:: Material for this exercise ::

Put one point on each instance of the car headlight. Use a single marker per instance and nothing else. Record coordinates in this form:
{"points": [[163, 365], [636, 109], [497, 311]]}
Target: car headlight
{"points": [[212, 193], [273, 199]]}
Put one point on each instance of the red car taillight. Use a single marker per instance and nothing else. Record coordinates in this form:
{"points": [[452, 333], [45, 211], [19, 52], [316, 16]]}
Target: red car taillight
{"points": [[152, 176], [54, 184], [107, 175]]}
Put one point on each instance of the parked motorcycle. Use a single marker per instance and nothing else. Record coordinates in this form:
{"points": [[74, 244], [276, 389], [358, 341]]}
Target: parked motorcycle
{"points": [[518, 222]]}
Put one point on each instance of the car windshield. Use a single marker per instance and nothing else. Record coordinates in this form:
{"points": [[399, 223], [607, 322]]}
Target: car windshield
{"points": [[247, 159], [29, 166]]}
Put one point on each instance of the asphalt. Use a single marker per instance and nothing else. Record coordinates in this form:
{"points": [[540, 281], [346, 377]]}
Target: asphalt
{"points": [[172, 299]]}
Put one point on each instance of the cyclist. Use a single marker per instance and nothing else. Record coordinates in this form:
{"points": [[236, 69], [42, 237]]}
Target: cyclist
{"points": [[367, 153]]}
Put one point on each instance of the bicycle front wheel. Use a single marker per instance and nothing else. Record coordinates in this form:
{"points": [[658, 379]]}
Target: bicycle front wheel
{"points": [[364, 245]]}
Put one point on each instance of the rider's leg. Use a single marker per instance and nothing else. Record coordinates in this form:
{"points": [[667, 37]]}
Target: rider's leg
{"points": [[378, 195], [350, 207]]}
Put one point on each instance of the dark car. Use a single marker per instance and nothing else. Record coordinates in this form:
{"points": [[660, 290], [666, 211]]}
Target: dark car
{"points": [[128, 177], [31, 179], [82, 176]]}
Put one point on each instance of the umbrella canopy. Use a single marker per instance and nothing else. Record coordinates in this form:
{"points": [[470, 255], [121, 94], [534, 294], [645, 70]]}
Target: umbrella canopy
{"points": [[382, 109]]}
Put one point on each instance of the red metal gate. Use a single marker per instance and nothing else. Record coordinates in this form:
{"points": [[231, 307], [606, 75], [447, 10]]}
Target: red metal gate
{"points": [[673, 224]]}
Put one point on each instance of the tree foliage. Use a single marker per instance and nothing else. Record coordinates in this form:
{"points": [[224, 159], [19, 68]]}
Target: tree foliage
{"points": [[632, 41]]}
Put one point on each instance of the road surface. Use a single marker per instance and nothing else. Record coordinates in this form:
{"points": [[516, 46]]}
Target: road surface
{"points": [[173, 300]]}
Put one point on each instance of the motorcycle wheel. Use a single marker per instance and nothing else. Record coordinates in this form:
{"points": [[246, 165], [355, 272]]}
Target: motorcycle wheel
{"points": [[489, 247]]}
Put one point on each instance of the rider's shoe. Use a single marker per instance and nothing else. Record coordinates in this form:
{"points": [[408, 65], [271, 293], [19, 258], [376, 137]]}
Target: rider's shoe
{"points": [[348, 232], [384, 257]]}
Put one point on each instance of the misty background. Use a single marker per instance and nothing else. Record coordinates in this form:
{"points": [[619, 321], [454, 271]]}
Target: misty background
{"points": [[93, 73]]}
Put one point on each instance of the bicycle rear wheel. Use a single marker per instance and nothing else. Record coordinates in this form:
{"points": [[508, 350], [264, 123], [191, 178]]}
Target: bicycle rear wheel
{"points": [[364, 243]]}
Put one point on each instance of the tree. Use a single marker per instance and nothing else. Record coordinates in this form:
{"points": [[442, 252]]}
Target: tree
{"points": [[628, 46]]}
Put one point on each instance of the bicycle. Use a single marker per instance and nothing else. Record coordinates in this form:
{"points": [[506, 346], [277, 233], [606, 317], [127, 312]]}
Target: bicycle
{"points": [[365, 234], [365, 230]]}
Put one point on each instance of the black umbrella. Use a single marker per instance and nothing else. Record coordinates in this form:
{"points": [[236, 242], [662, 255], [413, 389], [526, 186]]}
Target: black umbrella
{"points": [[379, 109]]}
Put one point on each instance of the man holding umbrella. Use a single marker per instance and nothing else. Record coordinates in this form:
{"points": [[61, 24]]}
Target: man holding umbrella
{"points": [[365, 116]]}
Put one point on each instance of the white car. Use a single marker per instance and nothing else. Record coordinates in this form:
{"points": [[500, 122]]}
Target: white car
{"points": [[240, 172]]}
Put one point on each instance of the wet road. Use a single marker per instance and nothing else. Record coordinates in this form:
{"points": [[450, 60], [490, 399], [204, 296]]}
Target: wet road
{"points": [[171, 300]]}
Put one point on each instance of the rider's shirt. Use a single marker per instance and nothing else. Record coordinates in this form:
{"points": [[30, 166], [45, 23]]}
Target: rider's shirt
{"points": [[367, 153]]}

:::

Reproduce word for word the lines of the records above, beginning with the line that contains "Put one point on each instance of the wet" and continuing through the end of the records.

Full response
Put one point on each instance of the wet road. Use a single marker per instance and nothing else. Record coordinates in this form:
{"points": [[450, 60], [490, 399], [204, 296]]}
Target: wet road
{"points": [[171, 300]]}
Put one point on each instance of the rider's shirt. Use a single marker per instance and nothing else. Record coordinates in this form:
{"points": [[30, 166], [45, 23]]}
Target: rider's shirt
{"points": [[367, 153]]}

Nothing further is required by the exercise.